The subject of the workshop was the economic and social consequences of neoliberal reforms, as well as system transformation in Poland and other post-communist countries, all of which was analyzed from many perspectives. Apart from sophisticated political analysis of transformation in Poland and other countries in the region (in terms of politics and international relations), it seems that there is still a potential for other perspectives. From this point of view, a crucial question seems to revolve around the fate of employees of heavy industry, for example shipyards during and after the transformation. Interesting questions here relate to the connections between changes in everyday social relations and large-scale transformation. An international team of scholars working in the frames of the project “Transformations from Below. Shipyards and Labor Relations in the Uljanik (Croatia) and Gdynia (Poland) Shipyards since the 1980s”, aim to tackle these questions based both on oral history as well as on archival research.
The workshop began with a presentation by PHILIPP THER (Vienna). He focused on objectives of the project, investigating histories of the transformations from state socialism to a market-based liberal order, as well as grasping connections between changes in everyday social relations and large-scale transformation. He also emphasized three levels of analysis concerning transformations of the Uljanik and Gdynia shipyards. These are: workers and other employee groups in the company, social milieus shaped by the workplace but also by structures outside the factory gate, and the shipbuilding companies as sites of production.
* * *
PROBLEMS TO WORK ON:
1. Answer these questions from the workshop report on shipyard transformations:
(a) Which two shipyards does the project examine?
(b) Who gave the presentation that opened the workshop?
(c) On what two kinds of research does the team base its work?
2. Decide whether each statement agrees with the workshop report on shipyard transformations, giving yes or no and quoting the words that settle it:
(a) The project looks at the two shipyards from the 1980s onward.
(b) Philipp Ther described five levels of analysis.
(c) The workshop examined the consequences of neoliberal reforms from a single perspective.
3. Resume the workshop report on shipyard transformations, starting after its final sentence.

(Image region labeling entries)
* * *
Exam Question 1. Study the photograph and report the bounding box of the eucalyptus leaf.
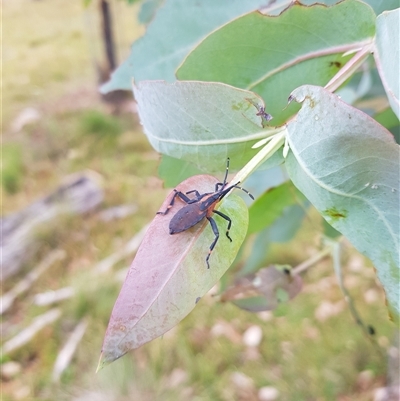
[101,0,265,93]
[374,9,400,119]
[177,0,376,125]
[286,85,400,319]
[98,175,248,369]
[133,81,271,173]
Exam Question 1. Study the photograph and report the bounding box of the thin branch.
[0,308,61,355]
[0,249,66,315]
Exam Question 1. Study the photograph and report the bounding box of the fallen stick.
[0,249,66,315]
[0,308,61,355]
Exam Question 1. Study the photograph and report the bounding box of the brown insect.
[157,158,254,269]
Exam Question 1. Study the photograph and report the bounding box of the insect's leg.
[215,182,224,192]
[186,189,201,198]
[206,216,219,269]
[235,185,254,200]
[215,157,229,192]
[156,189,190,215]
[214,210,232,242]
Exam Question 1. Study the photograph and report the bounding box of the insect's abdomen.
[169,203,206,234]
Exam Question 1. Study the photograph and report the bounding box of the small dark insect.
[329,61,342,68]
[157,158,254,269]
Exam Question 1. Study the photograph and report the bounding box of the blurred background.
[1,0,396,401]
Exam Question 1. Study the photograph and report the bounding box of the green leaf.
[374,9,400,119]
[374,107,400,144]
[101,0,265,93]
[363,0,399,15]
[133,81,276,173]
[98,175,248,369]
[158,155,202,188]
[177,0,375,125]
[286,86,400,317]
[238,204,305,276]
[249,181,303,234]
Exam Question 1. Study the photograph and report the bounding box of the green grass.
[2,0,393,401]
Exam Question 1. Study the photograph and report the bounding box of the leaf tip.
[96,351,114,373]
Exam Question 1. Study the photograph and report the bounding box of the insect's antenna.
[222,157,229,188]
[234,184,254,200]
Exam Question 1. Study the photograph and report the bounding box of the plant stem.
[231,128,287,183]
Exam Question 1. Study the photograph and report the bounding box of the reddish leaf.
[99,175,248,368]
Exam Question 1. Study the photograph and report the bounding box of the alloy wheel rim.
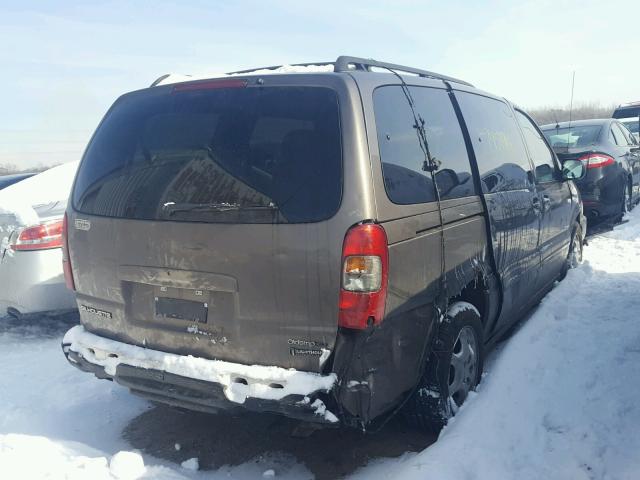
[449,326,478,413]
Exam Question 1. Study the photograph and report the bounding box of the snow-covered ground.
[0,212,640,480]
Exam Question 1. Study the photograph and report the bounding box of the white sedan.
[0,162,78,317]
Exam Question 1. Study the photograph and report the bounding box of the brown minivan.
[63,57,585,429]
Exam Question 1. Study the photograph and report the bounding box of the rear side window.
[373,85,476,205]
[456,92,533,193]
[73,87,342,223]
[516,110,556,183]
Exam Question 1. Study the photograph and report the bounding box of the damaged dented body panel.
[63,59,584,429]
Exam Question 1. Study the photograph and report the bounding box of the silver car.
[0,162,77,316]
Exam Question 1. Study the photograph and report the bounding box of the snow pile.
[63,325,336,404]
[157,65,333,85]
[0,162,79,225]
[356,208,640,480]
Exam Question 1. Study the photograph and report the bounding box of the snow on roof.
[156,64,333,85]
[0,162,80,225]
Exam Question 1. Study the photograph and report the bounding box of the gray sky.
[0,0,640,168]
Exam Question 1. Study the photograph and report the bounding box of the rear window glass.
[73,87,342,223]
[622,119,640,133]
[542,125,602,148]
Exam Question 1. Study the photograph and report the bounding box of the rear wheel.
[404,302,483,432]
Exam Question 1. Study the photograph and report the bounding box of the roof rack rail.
* * *
RESULTS IN ORDER:
1.
(a) The Uljanik shipyard in Croatia and the Gdynia shipyard in Poland.
(b) Philipp Ther (Vienna).
(c) Oral history and archival research.

2.
(a) Yes: "Labor Relations in the Uljanik (Croatia) and Gdynia (Poland) Shipyards since the 1980s"
(b) No: "He also emphasized three levels of analysis"
(c) No: "all of which was analyzed from many perspectives"

3.
The opening presentation was followed by a keynote speech from DAVID JORDHUS-LIER (Oslo). He discussed the reshaping of the character of employment as affected by the realities of globalization, using as an example the hotel industry in Norway. He particularly stressed the influence of temporary work agencies on different hotel employees, such as waiters and cleaning staff. His main thesis, based on a special questionnaire completed by employees from different hotels, is that increased flexibility of employment in the hotel sector, created by temporary work agencies, resulted in an increased sense of anxiety and instability among hotel workers. Another interesting fact is the huge difference in the union membership rate between Scandinavians and migrants from new EU countries namely Central-Eastern Europe. In his presentation, BARTOSZ MIKA (Gdańsk) covered the topic of shipyard workers who were made redundant during the transformations of the Gdynia and Gdańsk shipyards. The main reference point for him was the “Balcerowicz plan”, which rapidly altered the Polish economy model from a socialist and state-dominated into a liberal capitalistic after 1989. These reforms affected shipyard workers and their families to a great extent. His paper reported on a pilot study conducted among shipyard workers from Gdynia and Gdańsk. He managed to reconstruct the fates of different specialists, who were forced to reshape their professional activities by finding new jobs outside the shipbuilding industry. During his research, Mika focused on such factors as the intra-generational social mobility of former shipyard workers, and the fate of their adult children. According to his study, generally, shipyard workers who were made redundant after finding new jobs still remained among the working class. However, their children typically occupied a different class position from their parents.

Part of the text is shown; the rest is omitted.